_EXERCISE TASKS_
- A) In the forum post about a Japanese postal code regex, list each item that appears inside double quotation marks.
- B) Translate this sentence from the forum post about a Japanese postal code regex into Spanish: "When only latin letters and numbers are input, it works fine."
- C) Transcribe the forum post about a Japanese postal code regex from "It includes normal" up to and including "like : 123-4567.".

FlyingPikachu
FlyingPikachu

Reputation: 135

regex returning true with incorrect Japanese characters

I am checking with a form, whether a postal code fitting the Japanese format has been input or not. I realized today that some information got through, even though it should never have "passed" the regex matching test.

Here is the regex :

".*([0-90-9]{3}[-ー]{1}[0-90-9]{4}).*"

It includes normal digits and also the Japanese ones ( same for the "-", the Japanese one "ー" can be input also ), the format should be something like : 123-4567.

When only latin letters and numbers are input, it works fine. But some Japanese characters that do not match at all ... are returned as match :

(Note : a match will return something, no match will return nothing. )

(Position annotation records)
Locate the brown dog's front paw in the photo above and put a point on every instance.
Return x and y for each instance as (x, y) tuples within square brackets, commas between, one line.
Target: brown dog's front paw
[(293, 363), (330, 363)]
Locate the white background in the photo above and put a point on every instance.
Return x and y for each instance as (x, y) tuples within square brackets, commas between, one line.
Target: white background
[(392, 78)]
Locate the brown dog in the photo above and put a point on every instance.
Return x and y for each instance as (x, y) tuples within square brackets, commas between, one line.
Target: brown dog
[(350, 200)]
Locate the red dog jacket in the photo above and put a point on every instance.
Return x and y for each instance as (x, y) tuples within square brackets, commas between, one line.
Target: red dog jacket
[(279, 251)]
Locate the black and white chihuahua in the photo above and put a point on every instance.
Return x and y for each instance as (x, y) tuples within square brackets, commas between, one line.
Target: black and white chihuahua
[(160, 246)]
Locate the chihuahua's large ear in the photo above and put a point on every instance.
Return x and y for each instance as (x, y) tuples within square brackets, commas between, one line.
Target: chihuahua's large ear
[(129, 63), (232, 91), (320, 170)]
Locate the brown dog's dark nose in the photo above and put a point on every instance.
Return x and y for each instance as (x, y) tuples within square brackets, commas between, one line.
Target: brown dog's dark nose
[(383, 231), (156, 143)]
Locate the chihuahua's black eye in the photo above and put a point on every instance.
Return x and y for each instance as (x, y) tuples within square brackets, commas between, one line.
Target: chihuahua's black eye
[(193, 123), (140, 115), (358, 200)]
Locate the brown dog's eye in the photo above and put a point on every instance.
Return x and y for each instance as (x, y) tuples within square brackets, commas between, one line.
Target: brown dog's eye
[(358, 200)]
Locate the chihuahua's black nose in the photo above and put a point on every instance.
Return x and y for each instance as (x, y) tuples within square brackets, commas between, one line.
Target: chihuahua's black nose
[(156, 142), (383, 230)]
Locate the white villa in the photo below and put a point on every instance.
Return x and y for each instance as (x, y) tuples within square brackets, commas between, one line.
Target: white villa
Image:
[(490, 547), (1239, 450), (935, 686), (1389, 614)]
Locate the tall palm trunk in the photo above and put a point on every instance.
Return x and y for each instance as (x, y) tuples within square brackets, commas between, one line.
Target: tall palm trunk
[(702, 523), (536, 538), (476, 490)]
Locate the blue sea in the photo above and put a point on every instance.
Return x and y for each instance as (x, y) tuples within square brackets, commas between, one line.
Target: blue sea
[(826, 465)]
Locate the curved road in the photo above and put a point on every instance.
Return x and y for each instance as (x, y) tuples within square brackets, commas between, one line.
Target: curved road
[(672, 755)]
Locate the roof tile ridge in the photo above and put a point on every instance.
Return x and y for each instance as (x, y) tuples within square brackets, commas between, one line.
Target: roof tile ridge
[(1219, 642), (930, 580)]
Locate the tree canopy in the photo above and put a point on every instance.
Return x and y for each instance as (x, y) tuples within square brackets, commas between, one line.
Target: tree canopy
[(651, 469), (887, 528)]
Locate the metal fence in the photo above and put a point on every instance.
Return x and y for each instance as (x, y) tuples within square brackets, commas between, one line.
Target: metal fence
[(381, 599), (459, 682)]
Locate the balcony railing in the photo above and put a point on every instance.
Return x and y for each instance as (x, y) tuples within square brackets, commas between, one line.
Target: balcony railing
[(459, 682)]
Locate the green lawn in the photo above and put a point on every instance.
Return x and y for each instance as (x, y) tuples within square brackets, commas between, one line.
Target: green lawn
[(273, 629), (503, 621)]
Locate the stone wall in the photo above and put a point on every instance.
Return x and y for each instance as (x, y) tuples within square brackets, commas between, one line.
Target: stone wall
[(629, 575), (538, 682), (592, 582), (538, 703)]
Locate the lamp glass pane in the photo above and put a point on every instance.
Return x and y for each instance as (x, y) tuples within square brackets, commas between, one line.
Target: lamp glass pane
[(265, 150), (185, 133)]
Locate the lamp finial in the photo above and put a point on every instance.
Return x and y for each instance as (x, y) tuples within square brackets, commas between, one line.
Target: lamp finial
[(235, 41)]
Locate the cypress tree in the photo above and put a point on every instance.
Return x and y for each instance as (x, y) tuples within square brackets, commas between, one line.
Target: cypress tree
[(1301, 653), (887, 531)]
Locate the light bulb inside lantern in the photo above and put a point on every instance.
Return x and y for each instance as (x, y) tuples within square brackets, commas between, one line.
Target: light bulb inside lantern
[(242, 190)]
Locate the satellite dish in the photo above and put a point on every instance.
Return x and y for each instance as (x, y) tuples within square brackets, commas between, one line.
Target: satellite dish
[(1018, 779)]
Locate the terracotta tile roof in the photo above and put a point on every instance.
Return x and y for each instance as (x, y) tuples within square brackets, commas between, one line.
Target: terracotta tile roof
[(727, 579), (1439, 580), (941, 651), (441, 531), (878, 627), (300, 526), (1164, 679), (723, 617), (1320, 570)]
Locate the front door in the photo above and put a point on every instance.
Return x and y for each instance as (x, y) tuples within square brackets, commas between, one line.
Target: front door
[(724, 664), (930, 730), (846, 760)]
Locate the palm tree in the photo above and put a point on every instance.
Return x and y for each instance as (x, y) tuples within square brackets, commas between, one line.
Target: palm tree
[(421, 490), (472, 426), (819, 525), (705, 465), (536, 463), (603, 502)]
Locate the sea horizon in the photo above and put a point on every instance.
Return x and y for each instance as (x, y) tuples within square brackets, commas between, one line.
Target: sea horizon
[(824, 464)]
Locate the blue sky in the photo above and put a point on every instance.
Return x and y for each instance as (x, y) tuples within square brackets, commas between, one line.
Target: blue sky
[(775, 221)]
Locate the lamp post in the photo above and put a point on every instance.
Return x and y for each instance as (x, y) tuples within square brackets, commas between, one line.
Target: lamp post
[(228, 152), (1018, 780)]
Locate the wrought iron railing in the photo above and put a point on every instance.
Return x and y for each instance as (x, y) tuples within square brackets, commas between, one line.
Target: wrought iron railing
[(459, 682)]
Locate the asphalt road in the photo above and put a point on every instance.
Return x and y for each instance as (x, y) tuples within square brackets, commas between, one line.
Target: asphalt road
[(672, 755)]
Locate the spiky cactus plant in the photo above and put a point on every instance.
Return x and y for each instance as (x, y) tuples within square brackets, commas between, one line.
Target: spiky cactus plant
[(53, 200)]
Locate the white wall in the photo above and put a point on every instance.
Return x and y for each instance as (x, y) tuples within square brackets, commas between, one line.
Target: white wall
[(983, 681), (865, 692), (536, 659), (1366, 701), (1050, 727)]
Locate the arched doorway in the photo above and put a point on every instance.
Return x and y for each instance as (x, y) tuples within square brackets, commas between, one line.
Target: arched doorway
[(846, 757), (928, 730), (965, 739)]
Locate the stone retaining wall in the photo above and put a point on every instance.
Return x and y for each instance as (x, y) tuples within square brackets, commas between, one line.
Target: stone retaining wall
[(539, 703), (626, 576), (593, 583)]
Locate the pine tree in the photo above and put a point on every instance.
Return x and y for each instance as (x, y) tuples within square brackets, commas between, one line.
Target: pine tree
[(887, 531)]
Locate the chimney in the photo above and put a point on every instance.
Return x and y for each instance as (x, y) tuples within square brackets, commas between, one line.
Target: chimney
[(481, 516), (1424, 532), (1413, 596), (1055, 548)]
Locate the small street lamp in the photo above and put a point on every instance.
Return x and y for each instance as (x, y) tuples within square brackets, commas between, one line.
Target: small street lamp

_RESPONSES TO THE EXERCISE_
- A)
- passed
- .*([0-90-9]{3}[-ー]{1}[0-90-9]{4}).*
- -
- ー

- B) Cuando solo se introducen letras latinas y números, funciona bien.

- C)
It includes normal digits and also the Japanese ones ( same for the "-", the Japanese one "ー" can be input also ), the format should be something like : 123-4567.